[Pointing records]
━━━━━━━━━━━━━━━━━━━━━━━━━━━━━━

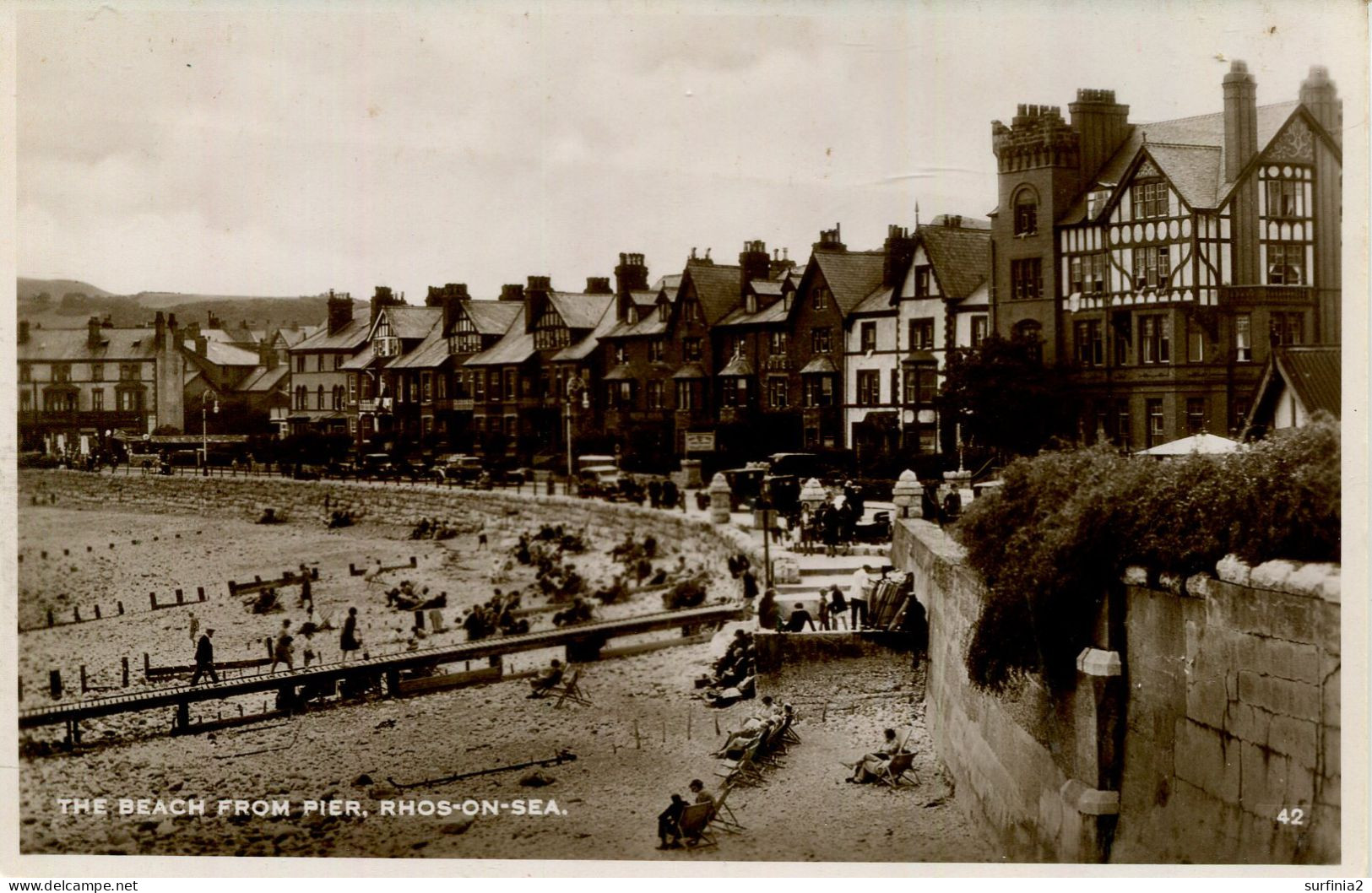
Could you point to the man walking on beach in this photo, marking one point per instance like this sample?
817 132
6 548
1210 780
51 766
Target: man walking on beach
204 658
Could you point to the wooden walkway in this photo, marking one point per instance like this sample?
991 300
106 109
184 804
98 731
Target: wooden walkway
583 642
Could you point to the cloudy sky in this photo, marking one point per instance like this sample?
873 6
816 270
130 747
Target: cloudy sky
290 149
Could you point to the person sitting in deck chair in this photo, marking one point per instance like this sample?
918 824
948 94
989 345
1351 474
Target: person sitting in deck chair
544 682
870 767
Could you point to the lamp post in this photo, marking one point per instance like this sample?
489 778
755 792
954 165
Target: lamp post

━━━━━━━━━━━━━━━━━━━━━━━━━━━━━━

**Aim of the task**: Rewrite every line of all the records above as a numbered list, omitting blank lines and leaving the pictures out of the answer.

**Output for this task**:
1. Could you point to the man walking on beach in this photo, marking one point per instance like this sample?
2. 817 132
3. 6 548
4. 1210 780
5. 51 766
6. Target: man walking on beach
7. 204 658
8. Could you point to the wooden walkway in this photo, marking one point per instance like this sample?
9. 991 300
10. 106 109
11. 184 804
12. 98 731
13. Target: wooden walkway
14. 583 642
15. Could you point to the cloudy sky in this photo, marking one point per instance like this sample?
16. 873 6
17. 816 270
18. 130 747
19. Target: cloudy sky
20. 290 149
21. Could you point to the person sitting in deck chair in this photo, marking one point per instance like this sample?
22. 918 824
23. 948 94
24. 989 345
25. 1351 474
26. Target: person sitting in deck chair
27. 544 682
28. 870 767
29. Could you point to the lamp post in this photo, marking one point per instance like this sample?
30. 489 778
31. 755 792
32. 954 165
33. Target: lamp post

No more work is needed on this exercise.